-- Start RECORD SET --
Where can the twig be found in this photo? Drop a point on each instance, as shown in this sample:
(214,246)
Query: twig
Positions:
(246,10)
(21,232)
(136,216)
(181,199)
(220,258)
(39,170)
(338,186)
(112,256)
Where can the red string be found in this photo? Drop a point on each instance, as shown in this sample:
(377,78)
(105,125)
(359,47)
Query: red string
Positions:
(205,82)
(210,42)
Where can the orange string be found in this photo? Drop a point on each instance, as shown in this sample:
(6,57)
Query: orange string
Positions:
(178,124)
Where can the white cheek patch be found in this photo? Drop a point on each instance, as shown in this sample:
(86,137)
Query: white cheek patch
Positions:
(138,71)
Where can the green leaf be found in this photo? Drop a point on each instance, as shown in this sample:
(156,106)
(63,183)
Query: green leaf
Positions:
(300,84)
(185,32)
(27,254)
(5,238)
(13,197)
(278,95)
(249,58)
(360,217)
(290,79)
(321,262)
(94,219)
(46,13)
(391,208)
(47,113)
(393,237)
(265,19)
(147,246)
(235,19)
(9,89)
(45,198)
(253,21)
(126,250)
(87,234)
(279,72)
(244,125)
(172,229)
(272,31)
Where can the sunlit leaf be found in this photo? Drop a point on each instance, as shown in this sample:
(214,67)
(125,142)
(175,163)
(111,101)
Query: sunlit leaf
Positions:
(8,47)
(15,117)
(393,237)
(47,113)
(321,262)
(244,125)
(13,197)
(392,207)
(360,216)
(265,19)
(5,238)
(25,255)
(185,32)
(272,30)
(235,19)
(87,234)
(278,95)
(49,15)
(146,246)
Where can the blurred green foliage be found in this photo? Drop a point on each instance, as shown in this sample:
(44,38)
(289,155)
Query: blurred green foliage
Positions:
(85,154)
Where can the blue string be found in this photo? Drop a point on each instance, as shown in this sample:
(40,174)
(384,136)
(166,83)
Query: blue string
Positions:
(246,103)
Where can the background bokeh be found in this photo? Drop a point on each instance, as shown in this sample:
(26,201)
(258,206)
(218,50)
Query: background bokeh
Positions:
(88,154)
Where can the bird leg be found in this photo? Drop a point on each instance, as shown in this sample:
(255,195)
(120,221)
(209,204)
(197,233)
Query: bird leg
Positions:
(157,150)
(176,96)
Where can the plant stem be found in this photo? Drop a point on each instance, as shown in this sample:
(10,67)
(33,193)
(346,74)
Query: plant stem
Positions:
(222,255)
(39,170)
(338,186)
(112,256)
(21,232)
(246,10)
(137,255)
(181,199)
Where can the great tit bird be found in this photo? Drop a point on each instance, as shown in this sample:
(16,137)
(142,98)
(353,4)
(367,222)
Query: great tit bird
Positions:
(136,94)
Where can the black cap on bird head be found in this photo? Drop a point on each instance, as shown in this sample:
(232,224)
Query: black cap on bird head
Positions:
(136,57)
-- End RECORD SET --
*STATED GOAL*: Make an exact copy of every line in the data.

*WRITTEN ANSWER*:
Where can the twig be found in this photo? Drop a point on each instance, as shown in this sample:
(214,246)
Query: twig
Positions:
(246,10)
(21,232)
(136,216)
(181,199)
(220,258)
(39,170)
(338,186)
(112,256)
Where can the red string be found in this photo? Drop a point on each instance, as shown in this sample:
(377,78)
(105,125)
(359,47)
Query: red string
Positions:
(205,82)
(210,42)
Where can the orange string be found in this photo? Drop a point on each instance, as shown in this sample:
(6,57)
Query: orange string
Positions:
(178,124)
Where can the white cheek patch be found in this photo? Drop a point on each instance, as shown in this sample:
(86,137)
Query: white cheek patch
Positions:
(138,71)
Where can the green leaf be found in this photo? Drop a point on each instance, as shown in this sample:
(156,106)
(63,183)
Query: green leaf
Positions:
(300,84)
(185,32)
(27,254)
(5,238)
(13,197)
(278,95)
(249,58)
(360,217)
(290,79)
(321,262)
(94,219)
(46,13)
(391,208)
(47,113)
(393,237)
(265,19)
(147,246)
(235,19)
(9,89)
(45,198)
(253,21)
(126,250)
(87,234)
(279,72)
(244,125)
(172,229)
(272,31)
Where can the sunlit leaf be found in this photo? Drop a point on each instance, as shown in this sample:
(214,67)
(125,142)
(175,163)
(111,101)
Query: sunlit leaf
Positions:
(8,47)
(15,117)
(393,237)
(47,113)
(321,262)
(244,125)
(13,197)
(392,207)
(360,216)
(265,19)
(5,238)
(25,255)
(185,32)
(272,30)
(235,19)
(87,234)
(278,95)
(49,15)
(146,246)
Where can the blurred green foliage be found in this photo? Drop a point on each instance, as shown in this sample:
(44,38)
(289,155)
Query: blurred green foliage
Positions:
(85,154)
Where can the blue string be found in this photo? Drop a point on each instance, as shown in this sample:
(40,174)
(384,136)
(166,83)
Query: blue string
Positions:
(246,103)
Where can the background bokeh be found in this photo? Drop a point on each instance, as shown in this sample:
(26,201)
(258,206)
(218,50)
Query: background bokeh
Positions:
(88,154)
Where can the bird leg be found in this photo? Drop a point on each instance, as shown in this sample:
(255,195)
(120,221)
(209,204)
(197,233)
Query: bird leg
Positions:
(157,150)
(176,96)
Where can the plant stem be found in this photo? Drop a point on each instance, as shown in this sample:
(10,67)
(33,193)
(346,74)
Query: plant stem
Positions:
(222,255)
(39,170)
(338,186)
(112,256)
(21,232)
(246,10)
(137,255)
(181,199)
Where can the great tit bird be found in this photo? Drop a point on each instance, as shown in this sample:
(16,137)
(142,98)
(353,4)
(367,222)
Query: great tit bird
Positions:
(136,94)
Where can the black cap on bird head be found in this photo? Drop a point on each instance, as shown in this sample:
(232,224)
Query: black cap on bird head
Positions:
(136,57)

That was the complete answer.